[Start of section]

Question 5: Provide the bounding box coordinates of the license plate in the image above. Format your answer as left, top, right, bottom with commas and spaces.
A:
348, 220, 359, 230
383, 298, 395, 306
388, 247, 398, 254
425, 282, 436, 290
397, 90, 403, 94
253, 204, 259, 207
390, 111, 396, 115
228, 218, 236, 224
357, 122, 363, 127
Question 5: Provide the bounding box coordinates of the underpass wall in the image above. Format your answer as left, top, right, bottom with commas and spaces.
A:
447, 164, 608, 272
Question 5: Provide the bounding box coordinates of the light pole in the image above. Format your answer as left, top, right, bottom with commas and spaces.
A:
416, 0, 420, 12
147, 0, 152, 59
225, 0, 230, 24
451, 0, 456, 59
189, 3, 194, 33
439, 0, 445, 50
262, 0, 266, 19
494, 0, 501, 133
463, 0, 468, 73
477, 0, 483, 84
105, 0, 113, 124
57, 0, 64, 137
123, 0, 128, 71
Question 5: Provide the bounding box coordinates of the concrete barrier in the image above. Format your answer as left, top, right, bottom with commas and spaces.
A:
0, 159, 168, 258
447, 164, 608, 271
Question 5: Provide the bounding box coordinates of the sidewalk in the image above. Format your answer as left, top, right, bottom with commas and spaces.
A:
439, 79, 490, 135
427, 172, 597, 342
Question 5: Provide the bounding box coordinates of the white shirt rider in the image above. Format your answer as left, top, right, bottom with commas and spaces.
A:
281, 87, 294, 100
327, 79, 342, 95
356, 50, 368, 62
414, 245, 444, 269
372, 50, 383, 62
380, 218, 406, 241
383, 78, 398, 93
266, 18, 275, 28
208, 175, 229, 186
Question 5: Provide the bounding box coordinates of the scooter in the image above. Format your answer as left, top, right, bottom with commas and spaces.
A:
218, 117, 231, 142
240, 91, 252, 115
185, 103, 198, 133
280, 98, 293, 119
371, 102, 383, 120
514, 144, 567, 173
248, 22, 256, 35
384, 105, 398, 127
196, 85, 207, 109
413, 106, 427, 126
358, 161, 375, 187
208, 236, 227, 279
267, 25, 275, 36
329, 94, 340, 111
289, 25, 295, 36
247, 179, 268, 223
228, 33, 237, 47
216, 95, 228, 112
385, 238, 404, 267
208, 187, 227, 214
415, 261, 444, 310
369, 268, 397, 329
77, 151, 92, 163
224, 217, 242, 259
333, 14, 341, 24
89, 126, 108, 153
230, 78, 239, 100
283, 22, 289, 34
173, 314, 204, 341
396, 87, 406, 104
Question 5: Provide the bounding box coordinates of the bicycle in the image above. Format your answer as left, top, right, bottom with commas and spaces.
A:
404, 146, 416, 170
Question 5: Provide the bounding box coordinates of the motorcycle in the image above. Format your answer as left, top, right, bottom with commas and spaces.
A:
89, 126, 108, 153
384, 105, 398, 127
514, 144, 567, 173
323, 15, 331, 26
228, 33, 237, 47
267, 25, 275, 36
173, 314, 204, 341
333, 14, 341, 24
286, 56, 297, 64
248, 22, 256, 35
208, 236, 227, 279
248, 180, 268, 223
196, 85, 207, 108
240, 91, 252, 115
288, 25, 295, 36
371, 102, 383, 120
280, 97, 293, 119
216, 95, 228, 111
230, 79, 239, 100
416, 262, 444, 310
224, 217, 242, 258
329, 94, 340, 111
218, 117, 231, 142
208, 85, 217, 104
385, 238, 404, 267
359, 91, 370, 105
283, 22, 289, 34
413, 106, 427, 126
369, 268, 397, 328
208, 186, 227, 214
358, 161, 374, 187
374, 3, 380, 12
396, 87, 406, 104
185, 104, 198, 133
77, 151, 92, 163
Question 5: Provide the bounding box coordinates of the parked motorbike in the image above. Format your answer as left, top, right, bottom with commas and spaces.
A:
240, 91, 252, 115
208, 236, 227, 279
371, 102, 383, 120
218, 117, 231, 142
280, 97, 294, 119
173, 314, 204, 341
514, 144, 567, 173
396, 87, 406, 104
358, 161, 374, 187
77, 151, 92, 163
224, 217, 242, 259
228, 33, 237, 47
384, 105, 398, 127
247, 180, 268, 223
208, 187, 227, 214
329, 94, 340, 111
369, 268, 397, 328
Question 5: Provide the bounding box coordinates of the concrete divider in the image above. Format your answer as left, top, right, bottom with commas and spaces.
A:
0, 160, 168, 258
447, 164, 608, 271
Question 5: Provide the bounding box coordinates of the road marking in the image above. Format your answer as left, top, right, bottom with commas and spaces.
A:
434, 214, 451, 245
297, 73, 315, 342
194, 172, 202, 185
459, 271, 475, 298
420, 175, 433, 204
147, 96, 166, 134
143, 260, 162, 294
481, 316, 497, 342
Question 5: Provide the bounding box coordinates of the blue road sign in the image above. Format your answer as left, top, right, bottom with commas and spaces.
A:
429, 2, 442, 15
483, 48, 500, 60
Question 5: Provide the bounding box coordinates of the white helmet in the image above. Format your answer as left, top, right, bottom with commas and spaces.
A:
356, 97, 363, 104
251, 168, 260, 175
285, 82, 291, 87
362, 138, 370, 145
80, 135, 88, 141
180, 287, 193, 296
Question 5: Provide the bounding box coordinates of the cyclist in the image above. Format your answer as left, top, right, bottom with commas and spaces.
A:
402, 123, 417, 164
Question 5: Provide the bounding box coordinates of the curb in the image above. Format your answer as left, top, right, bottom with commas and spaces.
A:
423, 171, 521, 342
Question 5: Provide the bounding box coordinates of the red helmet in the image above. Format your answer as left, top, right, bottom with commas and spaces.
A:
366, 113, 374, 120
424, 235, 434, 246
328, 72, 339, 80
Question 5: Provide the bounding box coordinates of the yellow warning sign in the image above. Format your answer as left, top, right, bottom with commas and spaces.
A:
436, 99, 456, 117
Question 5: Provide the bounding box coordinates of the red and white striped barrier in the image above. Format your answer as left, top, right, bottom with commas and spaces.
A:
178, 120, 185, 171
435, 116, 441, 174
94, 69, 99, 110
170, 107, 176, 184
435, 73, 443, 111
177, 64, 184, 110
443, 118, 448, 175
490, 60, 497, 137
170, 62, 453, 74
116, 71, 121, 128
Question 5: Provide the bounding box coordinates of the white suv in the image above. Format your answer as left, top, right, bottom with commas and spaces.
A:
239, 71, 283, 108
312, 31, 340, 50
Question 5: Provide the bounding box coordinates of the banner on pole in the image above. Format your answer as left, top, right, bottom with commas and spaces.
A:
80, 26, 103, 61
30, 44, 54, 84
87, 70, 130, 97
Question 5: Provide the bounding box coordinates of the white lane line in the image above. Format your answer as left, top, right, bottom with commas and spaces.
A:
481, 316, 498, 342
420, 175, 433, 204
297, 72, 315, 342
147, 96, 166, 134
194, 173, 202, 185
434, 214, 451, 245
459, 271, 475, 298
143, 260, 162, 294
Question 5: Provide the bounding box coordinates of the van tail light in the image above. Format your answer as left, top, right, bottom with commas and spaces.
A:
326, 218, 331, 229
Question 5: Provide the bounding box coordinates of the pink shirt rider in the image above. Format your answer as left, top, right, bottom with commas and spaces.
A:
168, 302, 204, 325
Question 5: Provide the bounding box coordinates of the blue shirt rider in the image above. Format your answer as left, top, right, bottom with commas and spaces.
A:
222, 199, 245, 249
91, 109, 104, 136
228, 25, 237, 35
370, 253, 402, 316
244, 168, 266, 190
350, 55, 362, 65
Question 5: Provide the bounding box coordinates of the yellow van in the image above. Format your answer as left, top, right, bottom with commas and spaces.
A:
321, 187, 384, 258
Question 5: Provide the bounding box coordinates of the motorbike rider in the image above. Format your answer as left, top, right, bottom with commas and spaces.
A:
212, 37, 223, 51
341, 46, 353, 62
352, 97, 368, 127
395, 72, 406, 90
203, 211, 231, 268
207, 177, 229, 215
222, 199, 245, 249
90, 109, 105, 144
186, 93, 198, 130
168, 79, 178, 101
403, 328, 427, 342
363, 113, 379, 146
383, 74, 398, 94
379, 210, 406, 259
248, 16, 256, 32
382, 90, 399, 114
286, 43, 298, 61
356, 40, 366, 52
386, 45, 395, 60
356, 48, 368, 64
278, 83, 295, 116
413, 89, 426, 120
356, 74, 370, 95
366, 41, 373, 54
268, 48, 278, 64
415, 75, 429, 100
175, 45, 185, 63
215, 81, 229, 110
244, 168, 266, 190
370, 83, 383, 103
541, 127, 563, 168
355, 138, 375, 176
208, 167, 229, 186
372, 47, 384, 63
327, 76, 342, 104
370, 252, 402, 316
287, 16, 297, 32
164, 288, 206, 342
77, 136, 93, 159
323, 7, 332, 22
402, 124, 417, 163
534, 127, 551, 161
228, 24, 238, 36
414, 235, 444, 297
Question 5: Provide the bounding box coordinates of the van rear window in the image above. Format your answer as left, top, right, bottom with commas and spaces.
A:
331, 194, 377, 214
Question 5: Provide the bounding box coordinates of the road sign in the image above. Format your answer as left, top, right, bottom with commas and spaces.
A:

[End of section]

» **Exercise instructions**:
Your answer must be the lines above, unchanged, from the first one through the line that holds "Question 5: Provide the bounding box coordinates of the scooter", inclusive, and no others.

» **Output of the exercise**:
Question 5: Provide the bounding box coordinates of the license plate in the image above. Format your answer as left, top, right, bottom with commas and spaces.
A:
348, 220, 359, 230
383, 298, 395, 306
388, 247, 398, 254
425, 282, 436, 290
397, 90, 403, 94
253, 204, 259, 207
390, 111, 396, 115
228, 218, 236, 224
357, 122, 363, 127
Question 5: Provide the bounding box coordinates of the underpass wall in the image above. Format your answer as left, top, right, bottom with commas and spaces.
A:
447, 164, 608, 272
Question 5: Provide the bounding box coordinates of the light pole in the image above. Format your answer as left, top, right, bottom with commas and spaces.
A:
416, 0, 420, 12
147, 0, 152, 59
225, 0, 230, 24
451, 0, 456, 59
189, 3, 194, 33
439, 0, 445, 50
262, 0, 266, 19
494, 0, 501, 133
463, 0, 468, 73
477, 0, 483, 84
105, 0, 113, 124
57, 0, 64, 137
123, 0, 128, 71
Question 5: Provide the bounding box coordinates of the concrete barrier in the image above. Format your answer as left, top, right, bottom with commas and spaces.
A:
0, 159, 168, 258
447, 164, 608, 271
Question 5: Provide the bounding box coordinates of the sidewalk in the image above. Format your answer as left, top, right, bottom with commas and spaces.
A:
439, 79, 490, 135
427, 172, 597, 342
Question 5: Provide the bounding box coordinates of the white shirt rider in the image above. Format your answer as left, top, right, bottom with commas and spaces.
A:
281, 87, 294, 100
327, 79, 342, 95
356, 50, 368, 62
414, 245, 444, 269
372, 50, 383, 62
380, 218, 406, 241
383, 78, 398, 93
266, 18, 275, 28
208, 175, 229, 186
Question 5: Provide the bounding box coordinates of the scooter in the image above. Format your answer as left, top, right, bottom with commas and spaces.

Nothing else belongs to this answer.